(Stored entries)

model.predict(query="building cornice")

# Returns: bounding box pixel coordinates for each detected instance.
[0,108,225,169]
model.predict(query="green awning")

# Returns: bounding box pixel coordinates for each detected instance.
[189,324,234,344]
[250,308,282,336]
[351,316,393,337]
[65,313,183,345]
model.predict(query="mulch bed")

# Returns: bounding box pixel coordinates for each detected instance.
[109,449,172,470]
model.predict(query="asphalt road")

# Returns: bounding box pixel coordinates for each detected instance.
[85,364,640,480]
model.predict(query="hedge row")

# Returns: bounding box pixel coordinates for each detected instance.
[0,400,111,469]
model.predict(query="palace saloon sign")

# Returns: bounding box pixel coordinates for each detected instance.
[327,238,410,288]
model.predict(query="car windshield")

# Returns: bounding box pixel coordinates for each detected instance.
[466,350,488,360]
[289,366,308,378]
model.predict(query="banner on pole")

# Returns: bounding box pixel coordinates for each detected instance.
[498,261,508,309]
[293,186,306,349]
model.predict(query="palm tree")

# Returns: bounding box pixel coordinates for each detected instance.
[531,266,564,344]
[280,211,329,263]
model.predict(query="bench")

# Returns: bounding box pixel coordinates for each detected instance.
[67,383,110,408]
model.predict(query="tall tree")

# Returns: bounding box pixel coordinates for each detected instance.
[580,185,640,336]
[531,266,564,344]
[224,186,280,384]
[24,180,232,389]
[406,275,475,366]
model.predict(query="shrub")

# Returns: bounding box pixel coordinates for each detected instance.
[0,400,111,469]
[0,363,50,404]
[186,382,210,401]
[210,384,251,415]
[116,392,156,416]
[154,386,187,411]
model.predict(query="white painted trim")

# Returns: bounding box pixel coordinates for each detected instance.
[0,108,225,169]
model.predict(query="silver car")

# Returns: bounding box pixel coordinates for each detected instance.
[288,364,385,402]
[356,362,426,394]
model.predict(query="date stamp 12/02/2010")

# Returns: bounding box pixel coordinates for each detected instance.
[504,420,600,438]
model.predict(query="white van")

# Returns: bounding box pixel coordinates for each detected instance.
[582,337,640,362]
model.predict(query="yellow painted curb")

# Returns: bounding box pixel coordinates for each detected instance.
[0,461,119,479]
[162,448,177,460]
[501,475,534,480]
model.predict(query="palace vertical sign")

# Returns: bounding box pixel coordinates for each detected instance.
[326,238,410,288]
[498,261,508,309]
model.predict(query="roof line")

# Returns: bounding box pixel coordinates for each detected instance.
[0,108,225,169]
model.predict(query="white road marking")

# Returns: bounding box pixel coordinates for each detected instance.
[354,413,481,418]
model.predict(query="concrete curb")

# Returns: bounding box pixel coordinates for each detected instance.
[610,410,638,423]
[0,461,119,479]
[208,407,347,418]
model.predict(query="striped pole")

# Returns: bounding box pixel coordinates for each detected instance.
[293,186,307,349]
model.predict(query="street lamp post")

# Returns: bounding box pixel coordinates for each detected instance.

== YOUR OBJECTIVE ==
Nothing may be omitted. Restate all of the entries exactly.

== WRITTEN REPLY ==
model.predict(query="building cornice")

# Returns: bounding box pixel coordinates for each detected instance.
[0,108,225,169]
model.predict(query="green awning")

# Returns: bounding box pixel coordinates for each detected instance.
[189,324,234,344]
[250,308,282,336]
[351,316,393,337]
[65,313,183,345]
model.predict(query="mulch bed")

# Returns: bounding box pixel coordinates for each detected instance.
[109,449,172,470]
model.predict(query="asphalt road")

# Returns: bounding box pixel coordinates for each detected instance.
[85,364,640,480]
model.predict(query="hedge row")

# Returns: bounding box pixel coordinates for each detected instance.
[0,400,111,469]
model.predict(query="palace saloon sign")

# Returns: bounding box pixel coordinates for each detected instance.
[327,238,410,288]
model.predict(query="car windshield")

# Returns: bounding box pixel coordinates for each detected instance.
[466,350,488,360]
[289,366,308,378]
model.predict(query="banner on pole")

# Returns: bounding box pixel coordinates for each detected instance.
[498,261,508,309]
[293,186,306,349]
model.predict(query="palm tree")

# Returns: bounding box pixel coordinates for each detected instance.
[531,266,564,344]
[280,211,329,263]
model.predict(query="bench")

# Returns: bounding box pixel coordinates for each detected instance.
[67,383,110,408]
model.predict(query="tall tree")

# Returns: bounding box pixel coordinates for each detected instance.
[580,185,640,336]
[531,266,564,344]
[224,186,280,384]
[24,180,232,389]
[406,275,475,366]
model.predict(query="shrub")

# Returns: bounding box pixel coordinates for each detected instance.
[0,400,111,469]
[0,363,50,404]
[186,382,210,401]
[210,384,251,415]
[116,392,156,416]
[154,386,187,411]
model.predict(query="white painted trim")

# Returns: bounding box pixel coordinates for each detected instance.
[0,108,225,169]
model.predict(query="silver car")

# Returns: bounding box pixel coordinates for each detected instance.
[288,364,385,402]
[356,362,426,394]
model.predict(query="date stamp 12/02/2010")

# Returns: bounding box pixel coordinates for each detected instance.
[504,420,600,438]
model.predict(query="white van")

# Returns: bounding box pixel coordinates for each detected instance.
[582,337,640,362]
model.predict(query="yellow painted curb")

# Returns: bounding box pixel coordinates for each detected instance.
[0,461,119,479]
[162,448,177,460]
[501,475,534,480]
model.predict(query="palace vertical sign")

# Returns: bounding box pixel coordinates for each detected instance.
[326,238,410,288]
[498,261,508,309]
model.predict(query="roof line")

# Returns: bounding box pixel coordinates for each detected instance.
[0,108,225,169]
model.predict(query="white road marking")

# Returns: bounding box pixel coordinates for each detected instance.
[354,413,481,418]
model.predict(query="concrete curb")

# Returns: bounding box pixel coordinates for each detected instance.
[610,410,638,423]
[0,461,119,479]
[208,407,347,418]
model.predict(query="striped pole")

# Returns: bounding box pixel coordinates for each detected instance.
[293,186,307,349]
model.predict(query="street lamp post")

# Returns: bounding box pixel coordinates for each detected instance.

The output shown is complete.